▶ ATIVIDADES PROPOSTAS
(1) Com base na notícia sobre a reunião de Putin com a Defesa russa, responda:
(a) Quantos dias a guerra contra a Ucrânia completava no dia da reunião?
(b) Que fragata será equipada com o míssil Zircon, e quando?
(c) Segundo Sergei Shoigu, contra quem as tropas russas lutam na Ucrânia?
(2) Dê sequência à notícia sobre a reunião de Putin com a Defesa russa a partir do ponto em que ela termina.

▶ TRECHO DO DOCUMENTO

Putin traça estratégias para 2023
No dia em que a guerra contra a Ucrânia completou 300 dias, o presidente da Rússia, Vladimir Putin, comandou, ontem, uma reunião ampliada do ministério russo da Defesa para definir as metas de 2023. Durante o encontro, o líder do Kremlin afirmou que continuará a desenvolver o potencial militar, incluindo a "preparação de combate" de suas forças nucleares, no contexto da ofensiva contra o país vizinho e da crise com o Ocidente.
"As Forças Armadas e suas capacidades de combate aumentam constantemente a cada dia. E vamos desenvolver esse processo, é claro", disse Putin durante uma reunião com os principais comandantes do exército. "Continuaremos a manter e melhorar a preparação de combate da nossa tríade nuclear" (mísseis lançados de silos terrestres, de submarinos de navegação e de aeronaves aéreas), acrescentou.
O líder russo também destacou o novo míssil de cruzeiro hipersônico Zircon, que as tropas russas poderão começar a usar no início do ano. "No início de janeiro, a fragata 'Almirante Gorshkov' será equipada com o novo míssil Zircon, que não tem equivalente no mundo", disse Putin.
O conflito, que completa 10 meses na véspera de Natal, é uma "tragédia compartilhada", nos termos do presidente, mas da qual a Rússia não é responsável. "Não é o resultado da nossa política, é o resultado da política de terceiros países", afirmou.
Por sua vez, o ministro da Defesa russo, Sergei Shoigu, assinalou que as tropas russas lutam na Ucrânia contra as "forças conjuntas do Ocidente". Uma das prioridades, disse, será "prosseguir com a operação especial (na Ucrânia) até ter alcançado todas as suas metas".

▶ REGISTROS LISTADOS
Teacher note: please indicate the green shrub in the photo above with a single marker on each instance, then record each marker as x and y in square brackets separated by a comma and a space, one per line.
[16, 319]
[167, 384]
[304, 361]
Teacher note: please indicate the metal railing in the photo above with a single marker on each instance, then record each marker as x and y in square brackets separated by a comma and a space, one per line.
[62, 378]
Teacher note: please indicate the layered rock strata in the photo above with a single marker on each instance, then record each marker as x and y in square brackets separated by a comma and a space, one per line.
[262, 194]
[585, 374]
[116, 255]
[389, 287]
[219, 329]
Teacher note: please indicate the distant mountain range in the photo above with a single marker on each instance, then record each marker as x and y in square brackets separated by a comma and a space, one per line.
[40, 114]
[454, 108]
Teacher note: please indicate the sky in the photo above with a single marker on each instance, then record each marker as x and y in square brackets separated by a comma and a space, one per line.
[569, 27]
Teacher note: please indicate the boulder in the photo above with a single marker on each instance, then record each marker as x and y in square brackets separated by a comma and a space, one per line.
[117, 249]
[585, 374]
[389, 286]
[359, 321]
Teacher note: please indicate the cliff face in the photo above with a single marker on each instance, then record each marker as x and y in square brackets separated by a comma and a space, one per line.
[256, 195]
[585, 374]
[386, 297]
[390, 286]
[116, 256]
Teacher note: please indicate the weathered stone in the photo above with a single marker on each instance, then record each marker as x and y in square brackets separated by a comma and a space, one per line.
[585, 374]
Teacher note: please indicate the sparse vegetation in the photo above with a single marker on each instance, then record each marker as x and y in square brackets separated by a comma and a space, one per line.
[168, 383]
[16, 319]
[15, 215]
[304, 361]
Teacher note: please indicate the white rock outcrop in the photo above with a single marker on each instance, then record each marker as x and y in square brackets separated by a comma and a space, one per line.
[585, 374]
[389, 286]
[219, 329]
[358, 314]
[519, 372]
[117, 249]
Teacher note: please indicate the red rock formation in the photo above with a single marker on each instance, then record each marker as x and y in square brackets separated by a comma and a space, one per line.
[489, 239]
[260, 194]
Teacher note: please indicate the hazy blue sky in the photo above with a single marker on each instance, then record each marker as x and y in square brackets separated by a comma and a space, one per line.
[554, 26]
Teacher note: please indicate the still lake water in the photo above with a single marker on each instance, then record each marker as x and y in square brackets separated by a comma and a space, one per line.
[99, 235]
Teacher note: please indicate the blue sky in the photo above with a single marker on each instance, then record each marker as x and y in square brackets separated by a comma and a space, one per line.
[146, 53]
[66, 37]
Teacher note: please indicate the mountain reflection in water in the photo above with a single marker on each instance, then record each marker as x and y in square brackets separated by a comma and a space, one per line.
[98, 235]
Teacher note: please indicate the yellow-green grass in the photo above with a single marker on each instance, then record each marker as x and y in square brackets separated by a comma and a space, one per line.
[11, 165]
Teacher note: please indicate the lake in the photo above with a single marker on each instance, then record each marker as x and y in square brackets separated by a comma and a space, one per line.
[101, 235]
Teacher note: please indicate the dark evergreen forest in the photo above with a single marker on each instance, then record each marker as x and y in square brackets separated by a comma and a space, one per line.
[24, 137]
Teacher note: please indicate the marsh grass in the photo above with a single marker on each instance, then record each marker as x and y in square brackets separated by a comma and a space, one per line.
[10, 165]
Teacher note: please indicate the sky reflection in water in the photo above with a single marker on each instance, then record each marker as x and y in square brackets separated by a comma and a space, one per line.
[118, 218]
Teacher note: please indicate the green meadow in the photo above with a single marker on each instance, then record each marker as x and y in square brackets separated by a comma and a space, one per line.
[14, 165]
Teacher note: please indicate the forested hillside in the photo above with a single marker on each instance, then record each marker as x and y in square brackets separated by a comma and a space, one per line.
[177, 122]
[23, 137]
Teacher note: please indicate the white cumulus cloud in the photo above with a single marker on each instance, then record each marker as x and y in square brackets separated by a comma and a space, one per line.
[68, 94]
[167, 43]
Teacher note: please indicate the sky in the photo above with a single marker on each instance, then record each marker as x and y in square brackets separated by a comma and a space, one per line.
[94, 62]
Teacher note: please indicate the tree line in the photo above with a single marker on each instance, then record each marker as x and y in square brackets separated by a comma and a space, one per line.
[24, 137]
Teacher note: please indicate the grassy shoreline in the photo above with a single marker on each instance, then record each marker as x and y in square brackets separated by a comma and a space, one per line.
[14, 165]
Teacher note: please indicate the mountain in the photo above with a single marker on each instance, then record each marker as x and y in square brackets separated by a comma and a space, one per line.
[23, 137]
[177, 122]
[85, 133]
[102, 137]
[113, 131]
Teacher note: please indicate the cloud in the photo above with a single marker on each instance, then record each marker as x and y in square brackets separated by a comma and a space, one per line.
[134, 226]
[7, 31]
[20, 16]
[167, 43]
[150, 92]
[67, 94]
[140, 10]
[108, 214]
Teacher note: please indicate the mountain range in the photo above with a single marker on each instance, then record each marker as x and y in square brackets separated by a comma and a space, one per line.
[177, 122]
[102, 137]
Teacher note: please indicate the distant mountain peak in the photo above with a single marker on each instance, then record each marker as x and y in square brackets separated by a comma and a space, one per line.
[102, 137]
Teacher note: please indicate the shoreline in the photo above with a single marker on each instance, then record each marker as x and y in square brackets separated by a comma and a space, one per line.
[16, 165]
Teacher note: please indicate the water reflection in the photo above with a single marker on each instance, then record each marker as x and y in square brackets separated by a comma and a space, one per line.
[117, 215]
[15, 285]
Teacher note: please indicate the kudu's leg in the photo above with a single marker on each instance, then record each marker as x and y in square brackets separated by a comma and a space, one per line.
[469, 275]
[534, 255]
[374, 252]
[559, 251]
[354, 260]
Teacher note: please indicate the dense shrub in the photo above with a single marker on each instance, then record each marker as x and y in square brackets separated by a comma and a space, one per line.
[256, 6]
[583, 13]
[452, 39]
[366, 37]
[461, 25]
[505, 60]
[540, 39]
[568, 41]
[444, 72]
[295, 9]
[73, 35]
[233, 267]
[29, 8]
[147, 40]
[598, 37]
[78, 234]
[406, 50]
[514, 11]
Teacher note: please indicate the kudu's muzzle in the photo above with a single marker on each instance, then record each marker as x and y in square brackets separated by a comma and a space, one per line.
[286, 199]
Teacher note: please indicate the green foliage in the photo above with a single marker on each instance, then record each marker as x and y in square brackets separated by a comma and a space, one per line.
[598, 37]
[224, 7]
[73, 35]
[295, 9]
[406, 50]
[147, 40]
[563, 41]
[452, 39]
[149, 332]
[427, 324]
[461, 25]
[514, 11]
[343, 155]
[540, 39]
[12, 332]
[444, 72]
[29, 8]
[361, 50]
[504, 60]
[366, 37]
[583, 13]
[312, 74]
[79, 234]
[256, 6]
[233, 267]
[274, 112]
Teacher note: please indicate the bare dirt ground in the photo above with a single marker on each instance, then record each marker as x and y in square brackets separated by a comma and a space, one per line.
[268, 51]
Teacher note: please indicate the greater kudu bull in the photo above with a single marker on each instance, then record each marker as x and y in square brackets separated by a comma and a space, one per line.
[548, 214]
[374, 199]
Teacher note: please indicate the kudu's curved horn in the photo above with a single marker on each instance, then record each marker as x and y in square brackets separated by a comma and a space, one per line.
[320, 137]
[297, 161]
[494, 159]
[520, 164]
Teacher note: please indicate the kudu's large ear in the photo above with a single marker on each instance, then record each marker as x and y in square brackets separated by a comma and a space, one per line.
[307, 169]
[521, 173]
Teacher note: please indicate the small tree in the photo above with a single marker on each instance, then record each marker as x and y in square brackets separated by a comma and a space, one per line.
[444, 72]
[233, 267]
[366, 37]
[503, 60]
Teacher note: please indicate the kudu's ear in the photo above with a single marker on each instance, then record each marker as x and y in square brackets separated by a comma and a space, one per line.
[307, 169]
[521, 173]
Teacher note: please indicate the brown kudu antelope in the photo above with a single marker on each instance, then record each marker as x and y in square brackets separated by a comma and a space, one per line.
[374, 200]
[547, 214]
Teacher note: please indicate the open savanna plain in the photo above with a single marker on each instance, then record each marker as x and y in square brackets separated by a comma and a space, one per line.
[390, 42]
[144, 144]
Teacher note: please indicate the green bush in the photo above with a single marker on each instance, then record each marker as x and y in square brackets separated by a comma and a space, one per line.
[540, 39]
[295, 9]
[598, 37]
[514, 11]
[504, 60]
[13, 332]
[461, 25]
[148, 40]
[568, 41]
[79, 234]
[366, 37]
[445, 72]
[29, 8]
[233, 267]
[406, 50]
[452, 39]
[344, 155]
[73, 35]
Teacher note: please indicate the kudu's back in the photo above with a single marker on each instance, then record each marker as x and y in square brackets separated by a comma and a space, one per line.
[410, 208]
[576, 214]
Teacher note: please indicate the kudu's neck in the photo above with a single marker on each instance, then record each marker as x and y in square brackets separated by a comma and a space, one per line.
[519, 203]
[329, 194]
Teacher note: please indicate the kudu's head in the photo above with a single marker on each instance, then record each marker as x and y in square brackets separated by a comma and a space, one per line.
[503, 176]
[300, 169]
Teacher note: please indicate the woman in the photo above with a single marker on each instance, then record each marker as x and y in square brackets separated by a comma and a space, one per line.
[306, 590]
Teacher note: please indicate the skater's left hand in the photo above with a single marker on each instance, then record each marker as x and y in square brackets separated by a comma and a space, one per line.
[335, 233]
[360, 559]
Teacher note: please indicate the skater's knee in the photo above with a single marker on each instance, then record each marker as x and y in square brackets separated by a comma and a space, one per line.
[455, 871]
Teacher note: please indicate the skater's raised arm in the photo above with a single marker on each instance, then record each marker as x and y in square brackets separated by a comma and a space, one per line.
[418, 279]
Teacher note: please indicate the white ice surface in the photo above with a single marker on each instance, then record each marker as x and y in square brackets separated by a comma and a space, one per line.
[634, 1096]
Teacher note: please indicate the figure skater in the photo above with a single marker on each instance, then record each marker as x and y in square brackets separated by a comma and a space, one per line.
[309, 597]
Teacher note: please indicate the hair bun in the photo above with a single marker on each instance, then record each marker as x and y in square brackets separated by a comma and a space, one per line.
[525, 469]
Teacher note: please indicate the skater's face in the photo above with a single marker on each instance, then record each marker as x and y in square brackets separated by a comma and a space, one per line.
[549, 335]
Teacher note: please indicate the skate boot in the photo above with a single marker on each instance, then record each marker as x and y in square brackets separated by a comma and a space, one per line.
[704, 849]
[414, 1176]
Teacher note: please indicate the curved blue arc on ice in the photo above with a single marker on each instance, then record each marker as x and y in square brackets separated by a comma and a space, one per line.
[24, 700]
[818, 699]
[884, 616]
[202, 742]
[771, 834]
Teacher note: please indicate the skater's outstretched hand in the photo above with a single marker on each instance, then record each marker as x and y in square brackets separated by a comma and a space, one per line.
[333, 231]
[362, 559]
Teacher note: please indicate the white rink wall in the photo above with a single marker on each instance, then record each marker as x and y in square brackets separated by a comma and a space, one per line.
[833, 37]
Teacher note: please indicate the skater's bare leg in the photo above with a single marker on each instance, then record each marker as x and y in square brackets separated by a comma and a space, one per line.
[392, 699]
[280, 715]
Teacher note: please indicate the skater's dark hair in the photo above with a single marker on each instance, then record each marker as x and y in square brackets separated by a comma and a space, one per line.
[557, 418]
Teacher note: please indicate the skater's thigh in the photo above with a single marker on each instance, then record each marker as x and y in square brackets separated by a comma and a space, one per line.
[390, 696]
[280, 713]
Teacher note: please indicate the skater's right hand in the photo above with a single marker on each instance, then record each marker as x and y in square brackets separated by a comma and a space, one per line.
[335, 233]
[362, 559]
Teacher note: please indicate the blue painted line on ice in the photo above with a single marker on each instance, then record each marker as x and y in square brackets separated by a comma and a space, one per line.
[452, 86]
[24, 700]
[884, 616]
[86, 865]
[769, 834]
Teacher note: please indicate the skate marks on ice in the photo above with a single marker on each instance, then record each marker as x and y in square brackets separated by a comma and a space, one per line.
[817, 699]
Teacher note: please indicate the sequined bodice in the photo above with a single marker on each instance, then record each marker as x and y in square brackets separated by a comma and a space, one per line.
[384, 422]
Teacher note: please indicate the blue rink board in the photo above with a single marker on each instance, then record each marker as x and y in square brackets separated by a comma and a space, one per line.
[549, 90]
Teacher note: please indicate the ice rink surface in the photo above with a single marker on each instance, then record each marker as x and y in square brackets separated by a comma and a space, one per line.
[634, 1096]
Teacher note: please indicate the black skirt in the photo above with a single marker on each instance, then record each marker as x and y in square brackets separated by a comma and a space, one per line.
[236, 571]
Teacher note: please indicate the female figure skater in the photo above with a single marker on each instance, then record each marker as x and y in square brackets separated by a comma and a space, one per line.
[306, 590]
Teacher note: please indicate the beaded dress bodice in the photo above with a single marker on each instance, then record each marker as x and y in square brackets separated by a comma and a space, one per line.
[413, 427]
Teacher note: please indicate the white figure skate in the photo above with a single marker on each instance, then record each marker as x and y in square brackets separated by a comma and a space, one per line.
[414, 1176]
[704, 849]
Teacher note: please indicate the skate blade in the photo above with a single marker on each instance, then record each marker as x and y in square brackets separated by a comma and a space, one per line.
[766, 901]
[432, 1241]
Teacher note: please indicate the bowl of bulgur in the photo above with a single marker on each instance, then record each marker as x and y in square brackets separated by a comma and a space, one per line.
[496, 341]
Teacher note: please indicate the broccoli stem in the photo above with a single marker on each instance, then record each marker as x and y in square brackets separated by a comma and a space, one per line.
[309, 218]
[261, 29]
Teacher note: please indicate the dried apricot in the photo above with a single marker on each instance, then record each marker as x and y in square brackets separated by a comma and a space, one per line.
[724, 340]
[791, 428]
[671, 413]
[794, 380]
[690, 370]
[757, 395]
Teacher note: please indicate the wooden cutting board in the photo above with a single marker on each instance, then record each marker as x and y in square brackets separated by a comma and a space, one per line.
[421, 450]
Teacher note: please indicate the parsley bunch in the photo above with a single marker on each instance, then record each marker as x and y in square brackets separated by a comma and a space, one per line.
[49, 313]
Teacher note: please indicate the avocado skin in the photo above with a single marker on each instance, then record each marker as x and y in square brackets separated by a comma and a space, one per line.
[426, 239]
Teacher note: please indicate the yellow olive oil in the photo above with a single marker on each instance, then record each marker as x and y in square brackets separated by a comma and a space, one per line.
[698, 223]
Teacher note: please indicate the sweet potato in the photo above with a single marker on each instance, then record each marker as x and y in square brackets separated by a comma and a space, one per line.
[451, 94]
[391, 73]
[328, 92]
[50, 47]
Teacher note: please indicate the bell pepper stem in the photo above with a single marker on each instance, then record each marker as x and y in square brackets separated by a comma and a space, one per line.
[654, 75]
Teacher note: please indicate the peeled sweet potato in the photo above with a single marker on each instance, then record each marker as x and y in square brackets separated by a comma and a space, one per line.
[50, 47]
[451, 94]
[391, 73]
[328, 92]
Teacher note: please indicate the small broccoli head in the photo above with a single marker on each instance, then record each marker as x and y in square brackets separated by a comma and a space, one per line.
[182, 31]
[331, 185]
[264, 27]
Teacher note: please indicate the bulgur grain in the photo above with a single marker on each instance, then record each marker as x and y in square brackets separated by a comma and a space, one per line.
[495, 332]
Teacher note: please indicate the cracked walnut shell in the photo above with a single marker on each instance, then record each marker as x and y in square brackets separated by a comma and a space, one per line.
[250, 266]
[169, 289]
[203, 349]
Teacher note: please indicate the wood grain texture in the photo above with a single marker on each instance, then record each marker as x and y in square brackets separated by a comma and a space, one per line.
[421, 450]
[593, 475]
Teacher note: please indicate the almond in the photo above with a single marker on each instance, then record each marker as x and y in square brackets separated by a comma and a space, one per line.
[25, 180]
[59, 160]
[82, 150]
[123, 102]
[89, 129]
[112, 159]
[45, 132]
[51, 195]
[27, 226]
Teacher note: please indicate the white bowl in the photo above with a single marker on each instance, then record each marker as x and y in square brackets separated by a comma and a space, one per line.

▶ RESPOSTAS DO EXERCÍCIO
(1)
(a) 300 dias.
(b) A fragata "Almirante Gorshkov", no início de janeiro.
(c) Contra as "forças conjuntas do Ocidente".

(2)
Nesse contexto, ele considerou ser "necessário" aumentar o efetivo das tropas para 1,5 milhão de soldados e elevar o limite de idade para o serviço militar. Shoigu também anunciou que Moscou planeja estabelecer bases navais para apoiar sua frota em Mariupol e Berdiansk, duas cidades no Mar de Azov que a Rússia ocupa no sul da Ucrânia.
"Os portos de Berdiansk e Mariupol estão totalmente operacionais. Planejamos estabelecer bases lá para navios de apoio, serviços de resgate de emergência e unidades de reparo naval", afirmou.
Por fim, Putin garantiu que Moscou não está tendo nenhum problema em financiar sua campanha militar, a despeito das numerosas sanções ocidentais. "Não temos limitações de financiamento. O país e o governo dão tudo o que o Exército pede. Realmente tudo!", assinalou o presidente russo, que, em setembro, decretou uma mobilização parcial após uma série de contratempos no terreno na Ucrânia.